## PROMPT:
How many lines in the records below contain the word "feather"? Answer with the number only.

━━ DATA FOR ANALYSIS

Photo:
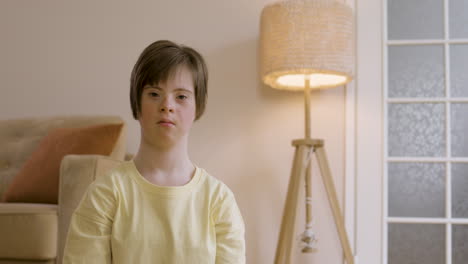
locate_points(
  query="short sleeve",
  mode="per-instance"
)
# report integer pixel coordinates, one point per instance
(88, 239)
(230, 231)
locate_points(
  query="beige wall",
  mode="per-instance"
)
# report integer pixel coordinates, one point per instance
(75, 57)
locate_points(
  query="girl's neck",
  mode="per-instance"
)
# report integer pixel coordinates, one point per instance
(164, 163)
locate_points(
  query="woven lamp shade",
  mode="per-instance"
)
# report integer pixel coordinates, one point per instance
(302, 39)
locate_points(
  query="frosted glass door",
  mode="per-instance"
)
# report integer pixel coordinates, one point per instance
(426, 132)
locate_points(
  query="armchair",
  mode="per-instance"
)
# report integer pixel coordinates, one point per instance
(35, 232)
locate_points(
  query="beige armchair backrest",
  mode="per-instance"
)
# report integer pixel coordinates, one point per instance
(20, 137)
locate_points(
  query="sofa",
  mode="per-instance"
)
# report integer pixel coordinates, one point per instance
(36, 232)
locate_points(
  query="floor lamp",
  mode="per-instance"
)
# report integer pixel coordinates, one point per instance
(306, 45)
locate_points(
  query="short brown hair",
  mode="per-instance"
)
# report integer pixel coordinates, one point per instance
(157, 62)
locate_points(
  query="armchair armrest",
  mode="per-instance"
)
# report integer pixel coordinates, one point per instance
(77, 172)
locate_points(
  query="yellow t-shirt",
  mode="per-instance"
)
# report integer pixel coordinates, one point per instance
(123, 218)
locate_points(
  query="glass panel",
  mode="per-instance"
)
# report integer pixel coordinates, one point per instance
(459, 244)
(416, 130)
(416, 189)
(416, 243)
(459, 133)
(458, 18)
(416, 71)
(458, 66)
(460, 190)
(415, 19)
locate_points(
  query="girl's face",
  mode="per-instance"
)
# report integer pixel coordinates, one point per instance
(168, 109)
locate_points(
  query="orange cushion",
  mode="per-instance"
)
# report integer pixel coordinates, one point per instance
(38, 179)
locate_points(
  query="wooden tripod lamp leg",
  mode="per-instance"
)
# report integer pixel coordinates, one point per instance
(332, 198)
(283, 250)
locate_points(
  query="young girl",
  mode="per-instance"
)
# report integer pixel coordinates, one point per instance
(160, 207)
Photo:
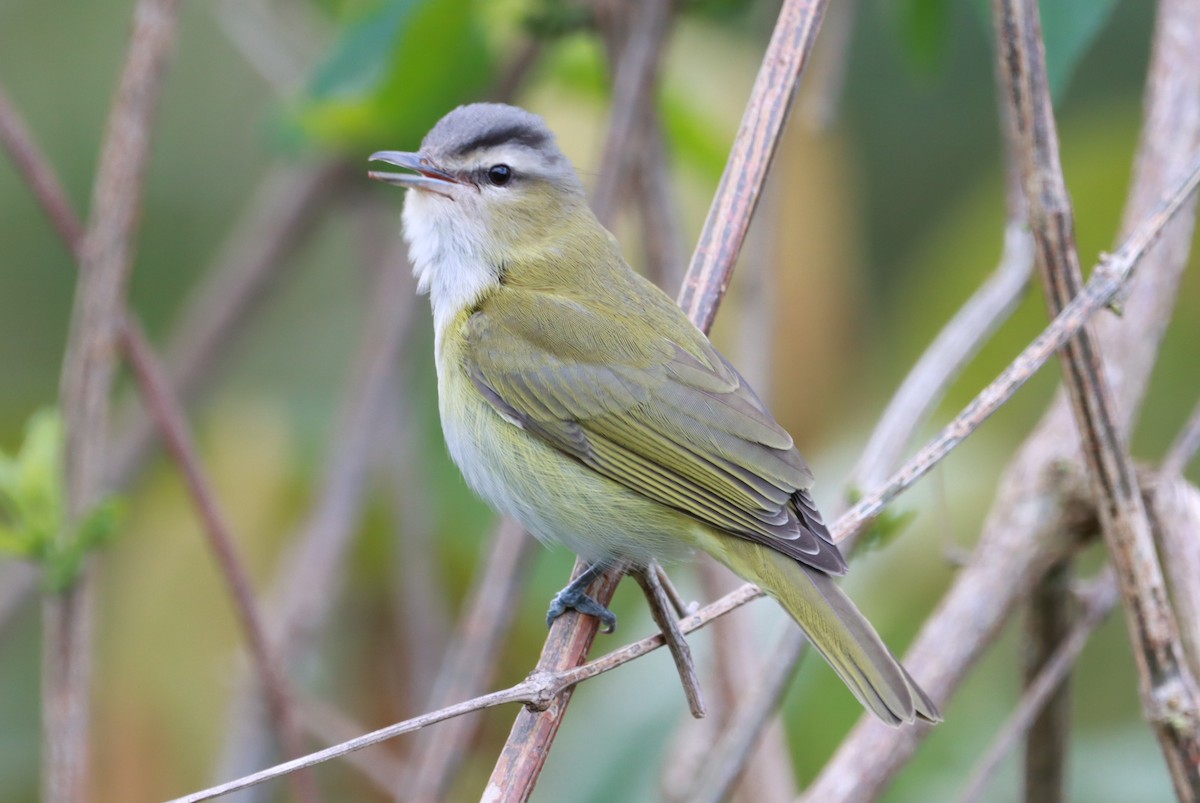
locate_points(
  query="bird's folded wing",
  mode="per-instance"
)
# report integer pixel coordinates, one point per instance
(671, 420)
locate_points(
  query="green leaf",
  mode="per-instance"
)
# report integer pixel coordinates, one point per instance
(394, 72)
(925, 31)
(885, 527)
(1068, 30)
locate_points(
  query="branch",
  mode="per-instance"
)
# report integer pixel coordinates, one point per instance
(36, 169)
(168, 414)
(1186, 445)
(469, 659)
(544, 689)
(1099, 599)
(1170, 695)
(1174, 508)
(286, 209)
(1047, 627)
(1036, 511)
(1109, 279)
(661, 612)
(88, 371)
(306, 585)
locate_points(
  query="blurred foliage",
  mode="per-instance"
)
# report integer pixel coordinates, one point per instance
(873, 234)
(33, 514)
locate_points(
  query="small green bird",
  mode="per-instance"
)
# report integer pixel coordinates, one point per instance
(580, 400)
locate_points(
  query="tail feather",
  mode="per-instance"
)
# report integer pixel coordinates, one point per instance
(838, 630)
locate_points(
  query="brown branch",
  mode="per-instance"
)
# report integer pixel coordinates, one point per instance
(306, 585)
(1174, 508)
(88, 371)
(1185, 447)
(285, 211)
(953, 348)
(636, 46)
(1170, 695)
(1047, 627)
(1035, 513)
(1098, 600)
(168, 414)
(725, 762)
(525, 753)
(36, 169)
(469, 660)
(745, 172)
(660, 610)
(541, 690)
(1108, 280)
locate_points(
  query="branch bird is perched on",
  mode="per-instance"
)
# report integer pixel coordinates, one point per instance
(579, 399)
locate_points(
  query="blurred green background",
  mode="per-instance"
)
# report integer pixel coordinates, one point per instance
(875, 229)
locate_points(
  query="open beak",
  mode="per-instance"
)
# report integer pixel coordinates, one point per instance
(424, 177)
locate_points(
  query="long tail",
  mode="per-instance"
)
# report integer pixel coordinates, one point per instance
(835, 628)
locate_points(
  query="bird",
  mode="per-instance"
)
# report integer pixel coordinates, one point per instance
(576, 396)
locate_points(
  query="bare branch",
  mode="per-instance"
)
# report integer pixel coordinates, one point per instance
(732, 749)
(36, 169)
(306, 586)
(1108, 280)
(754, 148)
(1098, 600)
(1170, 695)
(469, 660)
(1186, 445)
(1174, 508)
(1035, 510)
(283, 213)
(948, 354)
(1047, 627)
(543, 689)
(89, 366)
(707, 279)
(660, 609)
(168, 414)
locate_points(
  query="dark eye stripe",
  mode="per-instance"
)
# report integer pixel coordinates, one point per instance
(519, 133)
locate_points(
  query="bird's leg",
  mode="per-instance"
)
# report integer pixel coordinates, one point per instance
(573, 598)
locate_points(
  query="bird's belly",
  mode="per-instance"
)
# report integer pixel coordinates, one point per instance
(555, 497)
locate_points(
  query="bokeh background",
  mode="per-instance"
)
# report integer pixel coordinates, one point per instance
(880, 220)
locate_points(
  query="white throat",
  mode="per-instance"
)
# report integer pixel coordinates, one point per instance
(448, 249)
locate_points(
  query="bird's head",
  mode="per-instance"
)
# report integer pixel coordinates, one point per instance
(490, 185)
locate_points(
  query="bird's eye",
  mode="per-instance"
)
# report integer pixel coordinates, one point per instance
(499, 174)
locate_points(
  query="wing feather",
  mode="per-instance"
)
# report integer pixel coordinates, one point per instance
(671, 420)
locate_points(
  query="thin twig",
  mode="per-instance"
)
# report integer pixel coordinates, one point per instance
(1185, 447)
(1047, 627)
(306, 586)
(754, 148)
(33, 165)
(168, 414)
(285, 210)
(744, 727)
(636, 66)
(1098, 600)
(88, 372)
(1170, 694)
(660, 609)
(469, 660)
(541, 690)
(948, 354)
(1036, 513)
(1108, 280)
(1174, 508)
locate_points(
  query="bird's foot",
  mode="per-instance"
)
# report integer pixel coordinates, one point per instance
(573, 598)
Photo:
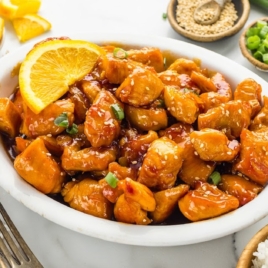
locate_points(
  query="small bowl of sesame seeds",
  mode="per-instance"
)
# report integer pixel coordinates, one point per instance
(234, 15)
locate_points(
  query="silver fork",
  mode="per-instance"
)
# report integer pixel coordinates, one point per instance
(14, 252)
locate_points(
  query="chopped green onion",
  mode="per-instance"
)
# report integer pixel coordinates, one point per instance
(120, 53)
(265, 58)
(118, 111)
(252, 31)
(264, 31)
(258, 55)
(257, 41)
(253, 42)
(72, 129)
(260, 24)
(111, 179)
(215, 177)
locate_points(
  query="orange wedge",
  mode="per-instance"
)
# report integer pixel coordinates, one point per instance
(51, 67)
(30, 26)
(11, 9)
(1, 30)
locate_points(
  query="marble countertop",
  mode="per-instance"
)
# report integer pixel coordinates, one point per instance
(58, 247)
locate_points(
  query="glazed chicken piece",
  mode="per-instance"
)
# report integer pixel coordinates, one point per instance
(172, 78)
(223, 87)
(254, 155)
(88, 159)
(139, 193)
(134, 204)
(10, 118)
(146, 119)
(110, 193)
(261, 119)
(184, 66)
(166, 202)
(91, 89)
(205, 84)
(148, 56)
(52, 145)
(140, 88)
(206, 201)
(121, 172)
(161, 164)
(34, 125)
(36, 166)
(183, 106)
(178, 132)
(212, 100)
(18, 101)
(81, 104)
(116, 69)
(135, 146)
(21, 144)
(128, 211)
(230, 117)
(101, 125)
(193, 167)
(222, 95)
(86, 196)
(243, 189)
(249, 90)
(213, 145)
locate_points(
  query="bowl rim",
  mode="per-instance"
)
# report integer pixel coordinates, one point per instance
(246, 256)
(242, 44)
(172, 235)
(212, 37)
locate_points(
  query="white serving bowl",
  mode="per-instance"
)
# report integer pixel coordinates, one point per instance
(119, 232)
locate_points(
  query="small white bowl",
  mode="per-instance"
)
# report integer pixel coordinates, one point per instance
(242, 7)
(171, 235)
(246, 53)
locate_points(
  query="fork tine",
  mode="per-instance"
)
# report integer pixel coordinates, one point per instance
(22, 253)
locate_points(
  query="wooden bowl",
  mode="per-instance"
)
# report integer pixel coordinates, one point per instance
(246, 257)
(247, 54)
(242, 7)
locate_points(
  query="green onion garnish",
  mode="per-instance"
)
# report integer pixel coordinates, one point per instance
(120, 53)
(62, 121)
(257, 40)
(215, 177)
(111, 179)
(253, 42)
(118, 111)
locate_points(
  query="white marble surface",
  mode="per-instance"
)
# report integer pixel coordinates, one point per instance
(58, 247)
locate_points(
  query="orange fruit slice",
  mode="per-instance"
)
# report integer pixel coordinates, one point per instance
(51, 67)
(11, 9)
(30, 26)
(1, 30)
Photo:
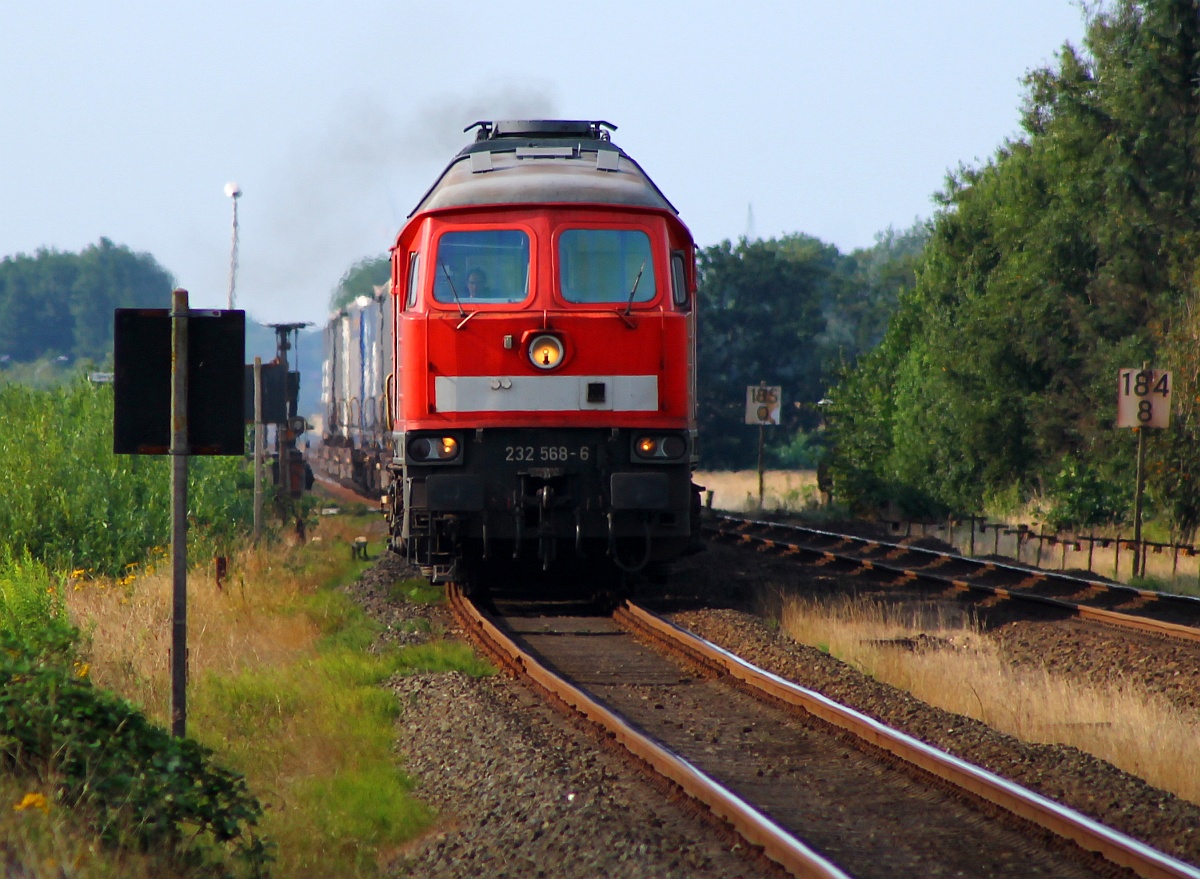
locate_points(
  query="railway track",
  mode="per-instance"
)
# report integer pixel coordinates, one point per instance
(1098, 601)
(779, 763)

━━━━

## OUTPUT OF THE EXERCISE:
2